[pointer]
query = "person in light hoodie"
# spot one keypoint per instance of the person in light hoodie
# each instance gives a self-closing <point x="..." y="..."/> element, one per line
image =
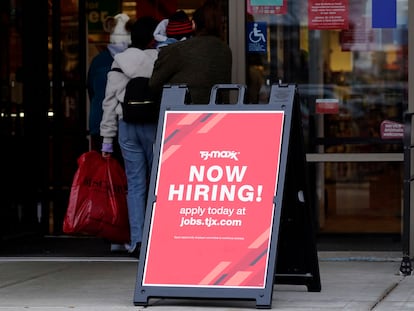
<point x="135" y="139"/>
<point x="118" y="27"/>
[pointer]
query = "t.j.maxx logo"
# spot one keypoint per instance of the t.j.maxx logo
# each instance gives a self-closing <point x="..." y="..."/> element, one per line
<point x="205" y="155"/>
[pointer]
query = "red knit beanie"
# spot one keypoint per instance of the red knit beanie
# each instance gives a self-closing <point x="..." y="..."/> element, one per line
<point x="179" y="25"/>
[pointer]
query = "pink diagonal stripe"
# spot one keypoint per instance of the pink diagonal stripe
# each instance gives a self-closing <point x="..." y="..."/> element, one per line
<point x="167" y="153"/>
<point x="215" y="272"/>
<point x="261" y="239"/>
<point x="238" y="278"/>
<point x="216" y="119"/>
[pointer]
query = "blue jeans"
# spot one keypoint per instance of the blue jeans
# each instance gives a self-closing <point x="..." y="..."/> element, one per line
<point x="136" y="142"/>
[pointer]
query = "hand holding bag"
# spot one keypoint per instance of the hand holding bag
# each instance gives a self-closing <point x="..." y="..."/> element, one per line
<point x="97" y="202"/>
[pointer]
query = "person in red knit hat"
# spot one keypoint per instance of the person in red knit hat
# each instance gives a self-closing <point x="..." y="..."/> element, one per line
<point x="176" y="28"/>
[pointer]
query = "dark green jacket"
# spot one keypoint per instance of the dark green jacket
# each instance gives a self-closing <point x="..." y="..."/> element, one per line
<point x="200" y="62"/>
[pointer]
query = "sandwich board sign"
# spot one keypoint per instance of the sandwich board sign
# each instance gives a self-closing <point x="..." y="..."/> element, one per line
<point x="215" y="199"/>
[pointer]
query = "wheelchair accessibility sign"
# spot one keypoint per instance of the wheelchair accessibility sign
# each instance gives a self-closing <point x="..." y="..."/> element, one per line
<point x="256" y="37"/>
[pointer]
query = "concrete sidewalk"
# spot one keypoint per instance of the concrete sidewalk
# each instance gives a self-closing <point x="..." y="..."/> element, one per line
<point x="350" y="281"/>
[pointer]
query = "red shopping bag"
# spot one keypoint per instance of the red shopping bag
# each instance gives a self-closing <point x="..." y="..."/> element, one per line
<point x="97" y="201"/>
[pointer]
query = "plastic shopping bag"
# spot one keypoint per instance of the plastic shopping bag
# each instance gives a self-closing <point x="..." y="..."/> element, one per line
<point x="97" y="202"/>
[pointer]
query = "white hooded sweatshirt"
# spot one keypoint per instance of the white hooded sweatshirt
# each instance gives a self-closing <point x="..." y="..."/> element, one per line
<point x="134" y="63"/>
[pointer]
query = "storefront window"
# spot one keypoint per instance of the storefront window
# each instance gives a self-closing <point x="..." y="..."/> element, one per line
<point x="349" y="59"/>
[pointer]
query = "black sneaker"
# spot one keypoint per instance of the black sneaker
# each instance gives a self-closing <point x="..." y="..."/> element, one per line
<point x="135" y="253"/>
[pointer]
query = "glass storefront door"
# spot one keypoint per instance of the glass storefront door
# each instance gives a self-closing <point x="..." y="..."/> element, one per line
<point x="352" y="79"/>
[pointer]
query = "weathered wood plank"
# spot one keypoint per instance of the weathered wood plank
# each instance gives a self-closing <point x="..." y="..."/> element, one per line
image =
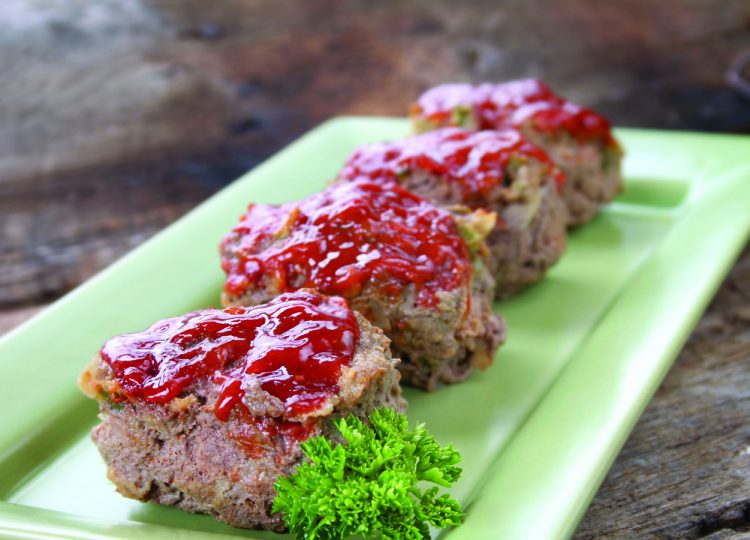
<point x="685" y="470"/>
<point x="117" y="117"/>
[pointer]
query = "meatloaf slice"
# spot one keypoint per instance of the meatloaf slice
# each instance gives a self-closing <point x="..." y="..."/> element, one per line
<point x="400" y="261"/>
<point x="205" y="411"/>
<point x="577" y="138"/>
<point x="499" y="171"/>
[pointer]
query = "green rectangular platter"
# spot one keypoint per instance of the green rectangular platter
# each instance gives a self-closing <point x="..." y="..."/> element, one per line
<point x="586" y="348"/>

◆ TASK INSTRUCTIONS ◆
With the images left out, output all the entries above exactly.

◆ OUTPUT FOR THIS EXERCISE ◆
[pointer]
query = "person in light hoodie"
# spot one keypoint per instance of the person in light hoodie
# each instance gives a self-closing <point x="..." y="..."/> element, one per line
image =
<point x="135" y="139"/>
<point x="118" y="27"/>
[pointer]
query = "t.j.maxx logo"
# spot one keypoint per instance of the t.j.maxx logo
# each instance gives a self-closing <point x="..." y="..."/> element, one per line
<point x="205" y="155"/>
[pointer]
query = "red knit beanie"
# spot one keypoint per instance of the red knit beanie
# each instance gives a self-closing <point x="..." y="..."/> element, one per line
<point x="179" y="25"/>
[pointer]
query = "pink diagonal stripe"
# spot one keypoint per instance of the pink diagonal stripe
# each instance gives a self-closing <point x="..." y="..."/> element, one per line
<point x="167" y="153"/>
<point x="215" y="272"/>
<point x="261" y="239"/>
<point x="238" y="278"/>
<point x="216" y="119"/>
[pointer]
query = "blue jeans"
# spot one keypoint per instance of the blue jeans
# each instance gives a self-closing <point x="..." y="..."/> element, one per line
<point x="136" y="142"/>
[pointer]
query = "hand holding bag"
# spot one keypoint per instance of the hand holding bag
# each instance gives a self-closing <point x="..." y="..."/> element, one per line
<point x="97" y="202"/>
[pointer]
query = "person in red knit hat"
# spot one keypoint per instance of the person in red knit hat
# each instance gives a self-closing <point x="..." y="..."/> element, one per line
<point x="176" y="28"/>
[pointer]
query = "dark green jacket"
# spot one keypoint per instance of the dark green jacket
# each instance gives a self-closing <point x="..." y="..."/> element, one per line
<point x="200" y="62"/>
[pointer]
query = "sandwich board sign"
# spot one keypoint per instance of the sandwich board sign
# each instance gives a self-closing <point x="..." y="..."/> element, one per line
<point x="215" y="199"/>
[pointer]
query = "wheelchair accessibility sign"
# spot one keypoint per instance of the wheelchair accessibility sign
# each instance gives a self-closing <point x="..." y="..."/> element, one per line
<point x="256" y="37"/>
[pointer]
query = "concrete sidewalk"
# spot one keypoint per instance of the concrete sidewalk
# each instance gives a self-closing <point x="..." y="..."/> element, one per line
<point x="350" y="281"/>
[pointer]
query = "red shopping bag"
# spot one keypoint per instance of the red shopping bag
# each instance gives a self-closing <point x="..." y="..."/> element, one per line
<point x="97" y="201"/>
[pointer]
query = "plastic shopping bag"
# spot one keypoint per instance of the plastic shopping bag
# each instance gives a self-closing <point x="..." y="..."/> element, one per line
<point x="97" y="202"/>
[pointer]
query = "white hooded sweatshirt"
# spot one keypoint per instance of the white hooded sweatshirt
# each instance gives a self-closing <point x="..." y="..."/> element, one per line
<point x="134" y="63"/>
[pointer]
query = "storefront window"
# spot one keypoint per instance of the storefront window
# each instance gives a self-closing <point x="..." y="..."/> element, one per line
<point x="349" y="59"/>
[pointer]
query = "black sneaker"
# spot one keypoint per instance of the black sneaker
# each instance gives a self-closing <point x="..." y="..."/> element, one per line
<point x="135" y="253"/>
[pointer]
query = "glass storefront door"
# spot one keypoint per instance of the glass storefront door
# each instance gives a self-closing <point x="..." y="..."/> element, one per line
<point x="352" y="79"/>
[pointer]
query = "weathered wood plank"
# spot one keypoint per instance of the weathered wood plank
# each instance gives a self-closing <point x="..." y="..."/> element, one per line
image =
<point x="685" y="470"/>
<point x="117" y="117"/>
[pointer]
query = "meatloaf slice"
# spot one keypoint per instance of the meatloaf slice
# each instance gives a self-closing <point x="..." y="..."/> element, one per line
<point x="400" y="261"/>
<point x="205" y="411"/>
<point x="577" y="138"/>
<point x="499" y="171"/>
[pointer]
query = "green rectangular platter"
# spot one keypoint per instance of the green rectangular platter
# each instance gives a self-closing <point x="..." y="..."/> element, one per line
<point x="586" y="348"/>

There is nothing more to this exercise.